Task instructions →
1. In the guide to projects, chat and bench, where do uploaded files land?
2. Quote the guide to projects, chat and bench between "You can always" and "into one turn.", inclusive.

Selected extract →
Two nouns, that's it:

  • Project — a folder on disk. One project holds one body of related work.
  • Page / file — anything inside it. The unit of work.

Two panes, that's it:

  • Chat (left) — the conversation with the agent. It is the project's history: every turn that produced the files you're looking at.
  • Bench (right) — the project's files, rendered as tabs. A permanent Design Files tab lists everything; clicking a file opens it in its own tab.

One rule: the chat holds the conversation, the bench holds the files. A file never appears in the chat. A chat turn never appears in the bench. Every gesture you make on the bench side (adjusting a knob, clicking a button, drawing a stroke, leaving a comment) enqueues a chip into the composer — you stack chips, add typed context, and send the whole batch as a single reviewable turn.


Talking to the agent

You can always just type. You usually won't need to:

  • Tweaks — inline knobs the agent wires up on demand. Pull a slider, flip a toggle, pick a color. Values stay in memory until you hit Save, then they get packaged into one turn.
  • Edit — click an element on the page and change typography / sizing / layout in a properties panel. Each change applies live and queues a structured instruction for the agent.
  • Draw — a full-screen canvas overlay. Scribble strokes, drop sticky notes, circle the bit you want changed. On Send, the overlay goes along with the file.
  • Comment — pin a free-form note to an element. Keep it as feedback for yourself or "Send to Adits" to promote it into an agent instruction.
  • Skills — pre-made recipes the agent can invoke. "Make a deck," "Wireframe," "Interactive prototype," etc. Pick one from the composer and the agent loads the matching playbook for this turn.

Your first five minutes

  1. Open the Welcome Workspace. A starter project is seeded on first login with a handful of sample files — a deck, an image, a PDF, a Markdown note. You have something to click on immediately.
  2. Drop a file into the chat or the bench. Uploads land in the project's uploads/ folder. The agent can read any of them on the next turn.
  3. Ask for a deck. "Make me a 5-slide deck about <topic>." The agent picks up the make-a-deck skill, writes an HTML file that works standalone in any browser, and drops it into Design Files.
  4. Tweak it. Click into the deck's properties. Pull a slider. Circle a title with Draw. Add a sticky note. Hit Send. The agent applies everything in one turn.
  5. Export it. Page → HTML bundle. Deck → PPTX or PDF. Image → PNG. Your files are your files.

That's the whole shape. Project in, files out, an agent you control in the middle.

Provided material →
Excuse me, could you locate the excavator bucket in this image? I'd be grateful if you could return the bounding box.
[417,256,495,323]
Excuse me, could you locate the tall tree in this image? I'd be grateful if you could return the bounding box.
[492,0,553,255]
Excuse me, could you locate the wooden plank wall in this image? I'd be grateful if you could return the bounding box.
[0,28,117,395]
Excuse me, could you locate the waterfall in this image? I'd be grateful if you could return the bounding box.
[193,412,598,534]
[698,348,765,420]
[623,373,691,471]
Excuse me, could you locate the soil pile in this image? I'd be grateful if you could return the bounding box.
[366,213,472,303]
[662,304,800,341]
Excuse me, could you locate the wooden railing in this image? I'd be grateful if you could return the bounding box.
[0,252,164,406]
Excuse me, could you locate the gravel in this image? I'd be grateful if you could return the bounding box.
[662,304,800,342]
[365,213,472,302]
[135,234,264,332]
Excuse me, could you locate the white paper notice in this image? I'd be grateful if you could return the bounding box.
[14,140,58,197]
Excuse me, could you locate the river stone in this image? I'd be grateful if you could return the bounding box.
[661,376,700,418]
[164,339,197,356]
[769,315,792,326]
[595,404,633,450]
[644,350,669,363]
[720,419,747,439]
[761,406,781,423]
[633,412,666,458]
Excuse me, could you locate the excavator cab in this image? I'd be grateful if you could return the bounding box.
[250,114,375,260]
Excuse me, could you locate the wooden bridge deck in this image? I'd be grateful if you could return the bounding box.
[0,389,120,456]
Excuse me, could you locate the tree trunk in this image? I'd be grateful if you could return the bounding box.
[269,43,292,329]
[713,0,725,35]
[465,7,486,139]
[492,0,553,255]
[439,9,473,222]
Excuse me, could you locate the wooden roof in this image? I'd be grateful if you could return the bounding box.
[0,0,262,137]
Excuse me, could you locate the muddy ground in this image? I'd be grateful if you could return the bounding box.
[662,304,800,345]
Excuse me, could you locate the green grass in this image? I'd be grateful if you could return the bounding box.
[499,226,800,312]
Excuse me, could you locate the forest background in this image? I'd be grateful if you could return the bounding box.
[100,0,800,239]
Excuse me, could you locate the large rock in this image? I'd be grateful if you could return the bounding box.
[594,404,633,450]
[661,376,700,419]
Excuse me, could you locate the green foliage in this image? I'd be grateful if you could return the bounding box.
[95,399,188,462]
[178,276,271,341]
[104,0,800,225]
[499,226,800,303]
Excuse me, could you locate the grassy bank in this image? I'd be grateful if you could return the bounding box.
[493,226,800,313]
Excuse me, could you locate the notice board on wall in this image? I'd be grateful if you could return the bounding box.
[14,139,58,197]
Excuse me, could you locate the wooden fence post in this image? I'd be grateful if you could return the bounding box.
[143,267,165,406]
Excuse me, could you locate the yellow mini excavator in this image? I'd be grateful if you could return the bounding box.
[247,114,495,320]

Solutions to the tasks →
1. In the project's uploads/ folder.

2.
You can always just type. You usually won't need to:

  • Tweaks — inline knobs the agent wires up on demand. Pull a slider, flip a toggle, pick a color. Values stay in memory until you hit Save, then they get packaged into one turn.